## Work required
Which lines in the records below contain the word "tree"? Pick out each of those lines and copy it in full.

## Data shown
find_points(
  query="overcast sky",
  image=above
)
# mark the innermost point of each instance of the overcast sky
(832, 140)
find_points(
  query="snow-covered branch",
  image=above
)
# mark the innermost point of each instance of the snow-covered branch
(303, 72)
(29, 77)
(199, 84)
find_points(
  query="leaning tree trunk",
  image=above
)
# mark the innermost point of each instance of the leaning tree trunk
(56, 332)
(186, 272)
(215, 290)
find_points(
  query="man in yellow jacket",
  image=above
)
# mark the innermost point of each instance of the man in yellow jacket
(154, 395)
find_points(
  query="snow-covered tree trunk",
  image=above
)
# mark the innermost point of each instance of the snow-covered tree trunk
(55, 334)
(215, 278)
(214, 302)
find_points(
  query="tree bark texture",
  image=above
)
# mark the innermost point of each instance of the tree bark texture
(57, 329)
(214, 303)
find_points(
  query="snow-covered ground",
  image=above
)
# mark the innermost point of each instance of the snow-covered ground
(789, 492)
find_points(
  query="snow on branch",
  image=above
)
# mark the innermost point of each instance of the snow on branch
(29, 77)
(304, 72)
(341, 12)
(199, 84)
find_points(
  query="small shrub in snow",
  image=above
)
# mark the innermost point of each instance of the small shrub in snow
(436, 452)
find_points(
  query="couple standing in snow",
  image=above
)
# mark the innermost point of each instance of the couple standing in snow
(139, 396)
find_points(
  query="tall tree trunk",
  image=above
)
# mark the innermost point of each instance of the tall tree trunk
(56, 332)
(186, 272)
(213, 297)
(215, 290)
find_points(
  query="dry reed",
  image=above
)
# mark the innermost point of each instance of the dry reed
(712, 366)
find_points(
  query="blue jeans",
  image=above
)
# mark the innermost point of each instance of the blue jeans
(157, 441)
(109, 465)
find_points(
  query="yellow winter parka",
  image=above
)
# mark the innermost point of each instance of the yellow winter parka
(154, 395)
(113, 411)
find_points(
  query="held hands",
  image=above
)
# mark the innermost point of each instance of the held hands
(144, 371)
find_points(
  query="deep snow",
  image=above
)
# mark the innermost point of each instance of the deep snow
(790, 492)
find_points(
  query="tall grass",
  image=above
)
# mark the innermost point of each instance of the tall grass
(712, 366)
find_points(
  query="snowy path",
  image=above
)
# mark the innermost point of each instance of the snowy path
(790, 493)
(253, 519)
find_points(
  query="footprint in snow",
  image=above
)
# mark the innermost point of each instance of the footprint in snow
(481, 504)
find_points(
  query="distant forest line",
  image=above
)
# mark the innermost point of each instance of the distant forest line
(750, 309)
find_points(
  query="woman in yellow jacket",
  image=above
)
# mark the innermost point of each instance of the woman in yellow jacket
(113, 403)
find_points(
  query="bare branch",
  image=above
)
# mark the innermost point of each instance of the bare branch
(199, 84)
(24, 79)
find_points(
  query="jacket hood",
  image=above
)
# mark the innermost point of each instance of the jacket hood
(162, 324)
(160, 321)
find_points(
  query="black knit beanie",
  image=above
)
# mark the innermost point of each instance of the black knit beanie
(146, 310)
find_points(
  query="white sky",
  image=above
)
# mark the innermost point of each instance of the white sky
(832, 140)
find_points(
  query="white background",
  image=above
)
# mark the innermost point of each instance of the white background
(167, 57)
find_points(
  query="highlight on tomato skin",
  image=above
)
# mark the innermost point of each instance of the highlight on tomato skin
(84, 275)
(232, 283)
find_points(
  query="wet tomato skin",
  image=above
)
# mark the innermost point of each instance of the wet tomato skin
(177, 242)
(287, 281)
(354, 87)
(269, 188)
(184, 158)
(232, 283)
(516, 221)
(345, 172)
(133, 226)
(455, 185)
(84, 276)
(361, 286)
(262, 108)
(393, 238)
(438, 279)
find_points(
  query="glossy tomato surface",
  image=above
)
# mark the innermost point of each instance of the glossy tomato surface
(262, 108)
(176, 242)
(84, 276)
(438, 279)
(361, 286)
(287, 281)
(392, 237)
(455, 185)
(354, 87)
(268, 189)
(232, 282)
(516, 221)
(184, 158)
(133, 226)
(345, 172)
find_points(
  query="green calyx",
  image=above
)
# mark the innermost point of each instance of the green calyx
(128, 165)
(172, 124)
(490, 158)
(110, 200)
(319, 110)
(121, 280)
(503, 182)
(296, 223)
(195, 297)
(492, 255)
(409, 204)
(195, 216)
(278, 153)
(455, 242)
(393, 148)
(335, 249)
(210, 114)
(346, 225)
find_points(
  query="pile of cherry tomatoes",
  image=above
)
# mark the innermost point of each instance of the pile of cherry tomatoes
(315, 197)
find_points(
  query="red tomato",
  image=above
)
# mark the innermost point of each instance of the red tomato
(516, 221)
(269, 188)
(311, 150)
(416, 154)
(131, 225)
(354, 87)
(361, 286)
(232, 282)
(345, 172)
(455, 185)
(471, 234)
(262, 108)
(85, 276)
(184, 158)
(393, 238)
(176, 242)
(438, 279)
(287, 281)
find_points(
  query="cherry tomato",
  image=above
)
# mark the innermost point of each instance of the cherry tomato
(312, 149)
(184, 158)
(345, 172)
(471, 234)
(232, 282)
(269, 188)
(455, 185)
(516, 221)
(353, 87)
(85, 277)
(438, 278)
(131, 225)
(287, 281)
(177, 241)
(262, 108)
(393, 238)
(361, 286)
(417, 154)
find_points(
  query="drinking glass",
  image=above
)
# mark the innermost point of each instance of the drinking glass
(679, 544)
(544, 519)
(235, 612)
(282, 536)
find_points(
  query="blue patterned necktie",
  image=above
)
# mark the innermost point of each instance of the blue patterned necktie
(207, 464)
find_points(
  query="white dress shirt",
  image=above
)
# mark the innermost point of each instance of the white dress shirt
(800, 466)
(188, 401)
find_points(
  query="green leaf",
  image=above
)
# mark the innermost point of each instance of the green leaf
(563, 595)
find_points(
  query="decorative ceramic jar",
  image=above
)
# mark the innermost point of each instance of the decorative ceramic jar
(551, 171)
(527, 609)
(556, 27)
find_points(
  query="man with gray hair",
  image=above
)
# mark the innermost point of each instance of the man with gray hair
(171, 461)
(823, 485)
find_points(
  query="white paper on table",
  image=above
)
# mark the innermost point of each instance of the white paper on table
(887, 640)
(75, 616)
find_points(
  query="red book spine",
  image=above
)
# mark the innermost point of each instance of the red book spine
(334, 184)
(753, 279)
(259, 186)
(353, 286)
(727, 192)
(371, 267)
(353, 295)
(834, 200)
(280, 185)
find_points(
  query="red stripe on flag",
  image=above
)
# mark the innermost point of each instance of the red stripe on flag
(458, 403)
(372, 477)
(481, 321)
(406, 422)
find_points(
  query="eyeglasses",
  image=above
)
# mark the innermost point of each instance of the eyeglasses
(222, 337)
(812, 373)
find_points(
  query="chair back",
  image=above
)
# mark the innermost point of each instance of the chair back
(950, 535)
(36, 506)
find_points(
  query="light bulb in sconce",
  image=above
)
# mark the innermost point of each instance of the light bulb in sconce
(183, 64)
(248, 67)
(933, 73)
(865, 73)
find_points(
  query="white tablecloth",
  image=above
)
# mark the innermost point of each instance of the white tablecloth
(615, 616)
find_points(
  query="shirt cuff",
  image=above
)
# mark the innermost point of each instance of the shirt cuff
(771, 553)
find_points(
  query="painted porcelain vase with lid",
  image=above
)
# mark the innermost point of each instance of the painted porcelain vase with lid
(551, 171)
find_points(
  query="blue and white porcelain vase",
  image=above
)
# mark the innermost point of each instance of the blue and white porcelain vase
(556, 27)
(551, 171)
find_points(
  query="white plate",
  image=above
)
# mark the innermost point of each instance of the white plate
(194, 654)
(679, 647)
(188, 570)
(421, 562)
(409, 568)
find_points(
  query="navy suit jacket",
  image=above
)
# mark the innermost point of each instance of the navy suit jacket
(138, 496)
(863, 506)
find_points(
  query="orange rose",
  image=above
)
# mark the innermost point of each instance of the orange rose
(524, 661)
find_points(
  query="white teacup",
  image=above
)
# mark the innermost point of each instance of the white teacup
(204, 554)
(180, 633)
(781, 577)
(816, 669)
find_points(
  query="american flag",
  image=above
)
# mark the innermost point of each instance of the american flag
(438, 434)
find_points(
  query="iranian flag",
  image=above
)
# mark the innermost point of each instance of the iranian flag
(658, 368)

## Task solution
  query="leaning tree trunk",
# mark the innermost point of each instance of the leaning tree trunk
  query="snow-covered tree trunk",
# mark the innermost point of each instance of the snow-covered tree trunk
  query="tree bark texture",
# mark the innermost point of each instance of the tree bark texture
  query="tall tree trunk",
# mark the innermost point of each instance of the tall tree trunk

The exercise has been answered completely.